┏━━
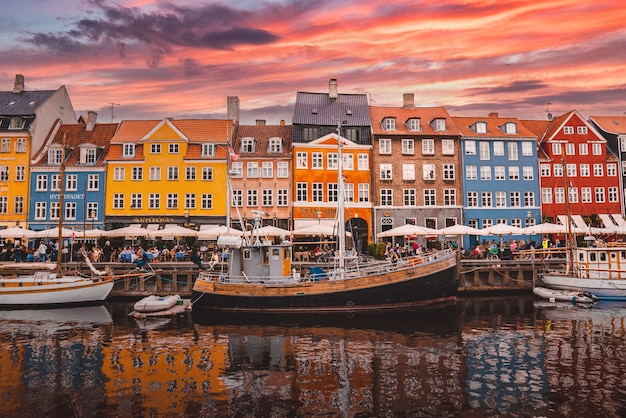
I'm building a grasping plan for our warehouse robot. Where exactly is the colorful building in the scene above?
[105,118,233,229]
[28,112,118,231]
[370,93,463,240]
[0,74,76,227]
┗━━
┏━━
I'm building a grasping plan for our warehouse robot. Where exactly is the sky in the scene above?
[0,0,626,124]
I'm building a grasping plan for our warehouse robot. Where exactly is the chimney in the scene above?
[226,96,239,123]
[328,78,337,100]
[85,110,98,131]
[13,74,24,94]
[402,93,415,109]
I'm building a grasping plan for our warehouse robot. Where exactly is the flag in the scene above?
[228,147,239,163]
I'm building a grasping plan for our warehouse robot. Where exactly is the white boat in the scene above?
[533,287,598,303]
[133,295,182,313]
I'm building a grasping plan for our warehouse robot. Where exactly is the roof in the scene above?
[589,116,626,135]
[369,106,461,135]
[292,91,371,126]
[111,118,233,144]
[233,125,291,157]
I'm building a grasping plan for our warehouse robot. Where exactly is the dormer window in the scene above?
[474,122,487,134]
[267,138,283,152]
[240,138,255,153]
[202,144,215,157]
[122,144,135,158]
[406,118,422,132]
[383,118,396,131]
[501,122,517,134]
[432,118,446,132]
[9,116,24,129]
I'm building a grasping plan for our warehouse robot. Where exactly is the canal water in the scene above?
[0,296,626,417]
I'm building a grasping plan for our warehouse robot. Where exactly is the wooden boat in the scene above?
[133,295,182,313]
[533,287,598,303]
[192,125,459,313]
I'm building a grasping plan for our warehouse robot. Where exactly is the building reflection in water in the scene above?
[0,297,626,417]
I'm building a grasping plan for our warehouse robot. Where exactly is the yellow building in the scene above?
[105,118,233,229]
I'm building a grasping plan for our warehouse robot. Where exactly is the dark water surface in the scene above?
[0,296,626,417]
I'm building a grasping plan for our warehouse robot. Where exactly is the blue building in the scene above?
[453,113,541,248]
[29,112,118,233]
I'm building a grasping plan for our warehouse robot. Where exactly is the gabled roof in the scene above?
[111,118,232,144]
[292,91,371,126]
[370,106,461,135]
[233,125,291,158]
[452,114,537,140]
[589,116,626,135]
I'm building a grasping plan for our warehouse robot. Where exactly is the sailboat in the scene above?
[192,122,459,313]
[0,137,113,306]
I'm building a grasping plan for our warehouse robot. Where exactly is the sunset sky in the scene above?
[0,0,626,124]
┗━━
REQUIRED WORK:
Please recast the material starting at the line containing "white boat in the scene above?" and ending at the line containing "[29,112,118,233]" as a two-column CSV headed input and output. Give one row per entry, putting its text and its answer each in a single quoted field with line breaks replaced by spaces.

SOLUTION TO THIS EXERCISE:
input,output
"I'm building a grasping plan for our warehouse robot. Where exactly is the white boat in the scene above?","[533,287,598,303] [133,295,182,313]"
"I'm building a grasping plan for our warehouse robot. Where exactly is the roof in the scene above?","[589,116,626,135] [369,106,461,135] [292,91,371,126] [111,118,233,144] [233,125,291,157]"
"I'm building a grasping plan for our warehouse robot. Where exactly is the dormer window in the scene above?","[474,122,487,134] [267,138,283,152] [240,138,255,153] [202,144,215,157] [122,144,135,158] [406,118,422,132] [383,118,396,131] [501,122,517,134] [432,118,446,132] [9,116,24,129]"
"I'm building a grasping plan for our warehouse robot. Where exactly is the canal water in the scene above?","[0,296,626,417]"
"I'm building a grasping plan for our warehouse robot. Where exactly is the wooden boat in the scene above?","[133,295,182,313] [533,287,598,303] [192,125,459,313]"
"I'm building a grasping plan for our warehouse robot. Where exactly is the building reflection in water in the scene above?","[0,297,626,417]"
"I'm building a grasping plan for our warehouse robot. Where exactly is the yellow building in the scene above?","[105,118,233,229]"
"I'm building a grasping plan for our warehouse robot. Where exactly is the dark water surface in the scene above?","[0,296,626,417]"
"I'm building a grasping plan for our warehouse robot. Where exactly is the blue building in the scene above?","[453,113,541,248] [29,112,118,233]"